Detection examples
»»
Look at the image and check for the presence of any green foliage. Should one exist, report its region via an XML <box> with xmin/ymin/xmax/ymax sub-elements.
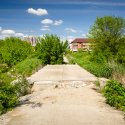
<box><xmin>11</xmin><ymin>57</ymin><xmax>41</xmax><ymax>76</ymax></box>
<box><xmin>0</xmin><ymin>37</ymin><xmax>33</xmax><ymax>67</ymax></box>
<box><xmin>0</xmin><ymin>84</ymin><xmax>18</xmax><ymax>114</ymax></box>
<box><xmin>103</xmin><ymin>80</ymin><xmax>125</xmax><ymax>111</ymax></box>
<box><xmin>0</xmin><ymin>64</ymin><xmax>8</xmax><ymax>73</ymax></box>
<box><xmin>35</xmin><ymin>35</ymin><xmax>67</xmax><ymax>64</ymax></box>
<box><xmin>12</xmin><ymin>75</ymin><xmax>31</xmax><ymax>97</ymax></box>
<box><xmin>0</xmin><ymin>74</ymin><xmax>31</xmax><ymax>114</ymax></box>
<box><xmin>68</xmin><ymin>51</ymin><xmax>112</xmax><ymax>78</ymax></box>
<box><xmin>89</xmin><ymin>16</ymin><xmax>125</xmax><ymax>63</ymax></box>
««
Task to carry out:
Render the records above as a numbered list with no blank lines, leaving out the pictures.

Full solution:
1. Look at the image and check for the presence of any green foliage. Should one exist, report its region via an XML <box> with xmin/ymin/xmax/ymax sub-elements.
2. <box><xmin>11</xmin><ymin>57</ymin><xmax>41</xmax><ymax>76</ymax></box>
3. <box><xmin>0</xmin><ymin>37</ymin><xmax>33</xmax><ymax>67</ymax></box>
4. <box><xmin>0</xmin><ymin>84</ymin><xmax>18</xmax><ymax>114</ymax></box>
5. <box><xmin>103</xmin><ymin>80</ymin><xmax>125</xmax><ymax>111</ymax></box>
6. <box><xmin>0</xmin><ymin>64</ymin><xmax>8</xmax><ymax>73</ymax></box>
7. <box><xmin>35</xmin><ymin>35</ymin><xmax>67</xmax><ymax>64</ymax></box>
8. <box><xmin>12</xmin><ymin>75</ymin><xmax>31</xmax><ymax>97</ymax></box>
9. <box><xmin>0</xmin><ymin>74</ymin><xmax>31</xmax><ymax>114</ymax></box>
10. <box><xmin>68</xmin><ymin>51</ymin><xmax>112</xmax><ymax>78</ymax></box>
11. <box><xmin>89</xmin><ymin>16</ymin><xmax>125</xmax><ymax>63</ymax></box>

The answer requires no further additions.